* _EXERCISE BRIEF_
The entries below are to be repeated exactly as they stand.

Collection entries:

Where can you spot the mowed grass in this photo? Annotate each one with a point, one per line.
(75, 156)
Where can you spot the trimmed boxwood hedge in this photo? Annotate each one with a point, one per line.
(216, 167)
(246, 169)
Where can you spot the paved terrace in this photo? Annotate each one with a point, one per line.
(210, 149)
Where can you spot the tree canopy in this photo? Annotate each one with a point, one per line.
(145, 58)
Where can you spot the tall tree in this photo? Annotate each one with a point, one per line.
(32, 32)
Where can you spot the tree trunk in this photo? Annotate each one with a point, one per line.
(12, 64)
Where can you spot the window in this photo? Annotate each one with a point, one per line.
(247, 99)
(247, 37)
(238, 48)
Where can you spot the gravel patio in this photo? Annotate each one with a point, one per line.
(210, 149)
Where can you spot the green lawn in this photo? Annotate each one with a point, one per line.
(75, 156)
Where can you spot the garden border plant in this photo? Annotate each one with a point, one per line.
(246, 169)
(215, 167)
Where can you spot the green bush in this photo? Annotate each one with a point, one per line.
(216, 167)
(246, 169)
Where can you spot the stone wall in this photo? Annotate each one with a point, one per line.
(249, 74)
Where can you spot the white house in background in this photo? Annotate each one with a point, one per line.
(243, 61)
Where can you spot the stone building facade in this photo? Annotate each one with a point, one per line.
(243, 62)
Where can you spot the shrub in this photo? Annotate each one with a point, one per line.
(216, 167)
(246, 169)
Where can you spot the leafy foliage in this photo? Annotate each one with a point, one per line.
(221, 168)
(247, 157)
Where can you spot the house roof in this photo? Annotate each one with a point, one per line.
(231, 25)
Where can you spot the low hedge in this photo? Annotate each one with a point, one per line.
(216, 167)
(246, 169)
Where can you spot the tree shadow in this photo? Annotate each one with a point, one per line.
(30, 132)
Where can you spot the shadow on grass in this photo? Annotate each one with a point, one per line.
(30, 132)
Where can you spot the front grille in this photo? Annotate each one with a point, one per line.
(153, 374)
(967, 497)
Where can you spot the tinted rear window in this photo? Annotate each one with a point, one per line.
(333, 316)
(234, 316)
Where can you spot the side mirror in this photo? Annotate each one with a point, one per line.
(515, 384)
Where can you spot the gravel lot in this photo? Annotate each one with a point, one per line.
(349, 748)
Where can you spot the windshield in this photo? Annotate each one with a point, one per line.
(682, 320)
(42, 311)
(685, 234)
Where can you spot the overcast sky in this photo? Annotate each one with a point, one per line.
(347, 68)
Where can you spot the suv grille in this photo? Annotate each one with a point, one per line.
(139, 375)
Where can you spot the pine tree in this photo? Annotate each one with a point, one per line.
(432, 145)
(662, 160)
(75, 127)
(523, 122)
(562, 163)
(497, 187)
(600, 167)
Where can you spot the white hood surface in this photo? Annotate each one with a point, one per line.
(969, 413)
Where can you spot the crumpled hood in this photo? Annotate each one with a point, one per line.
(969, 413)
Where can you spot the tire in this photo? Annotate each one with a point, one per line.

* _WRITTEN ANSWER_
Where can you spot the mowed grass in this photo? Annotate each one with a point, one per line.
(75, 156)
Where can you spot the trimmed boxwood hedge in this photo? Annotate each one with a point, one per line.
(216, 167)
(246, 169)
Where can you spot the paved terrace in this photo? Annotate each one with a point, one per line.
(210, 149)
Where can you spot the tree canopy in this photo? Annotate each one with a point, one per line.
(145, 58)
Where can you spot the tall tree in this photo? Annotate each one with a point, one per line.
(32, 32)
Where can you spot the tree trunk in this photo? Annotate each one with a point, one per line.
(12, 64)
Where can you spot the window in this photo? Annotate each one with a point, one per line.
(247, 99)
(247, 37)
(238, 48)
Where can you spot the gravel patio in this photo? Annotate each one with a point, one per line.
(210, 149)
Where can you spot the green lawn in this photo? Annotate each one with a point, one per line.
(75, 156)
Where can you spot the garden border plant in this photo? Annotate each one with a point, one per line.
(246, 169)
(215, 167)
Where can you spot the green bush in this photo? Annotate each one with a point, one per line.
(216, 167)
(246, 169)
Where can you spot the stone wall in this photo? Annotate each one with a point, one per line.
(249, 74)
Where can you spot the white house in background in this photo? Annotate each one with a point, one per line.
(243, 61)
Where can you spot the stone building facade in this photo? Annotate each one with a point, one per line.
(243, 62)
Where can you spot the shrub in this photo? Annotate each one with a point, one per line.
(216, 167)
(246, 169)
Where can you spot the leafy foliage in this photo? Annotate each one with a point, one per line.
(221, 168)
(247, 157)
Where can you spot the house roof in this photo? Annotate each one with a point, one per line.
(231, 25)
Where can you spot the low hedge in this photo? Annotate each one with a point, one per line.
(216, 167)
(246, 169)
Where can you spot the tree shadow in this photo? Annotate each one with a point, one per line.
(30, 132)
Where can you spot the shadow on grass in this photo? Annotate each one with a point, one per line.
(30, 132)
Where can you spot the front grille in this photo? Annotate each one with a point, one per line.
(153, 374)
(967, 497)
Where can you spot the tinted rear window in this photo? Annotate each one with a point, one per line.
(333, 316)
(234, 316)
Where can you spot the side mirror in this photo? Annotate each one with a point, one per line.
(515, 384)
Where can you spot the gravel lot in this photo? Annotate each one with a point, one per line.
(349, 748)
Where can you spot the windshield in this photo? Annotate each one with a point, one per line.
(682, 320)
(42, 311)
(685, 234)
Where can you spot the overcast sky in this photo? Annotate each one with a point, one per line.
(347, 68)
Where can you spot the suv grille in this photo? Annotate each one with a point, one per line.
(139, 375)
Where can you spot the pine tree in this photo? Annotate each one with a point, one per line.
(432, 145)
(662, 160)
(75, 127)
(523, 122)
(562, 163)
(497, 187)
(600, 167)
Where can you spot the white hood surface in this photo? Annotate each one with a point, one per line.
(969, 413)
Where can you spot the crumpled hood in this photo? Annotate each one with a point, one per line.
(969, 413)
Where can you spot the tire in this photo? Annotate each one with a point, one per line.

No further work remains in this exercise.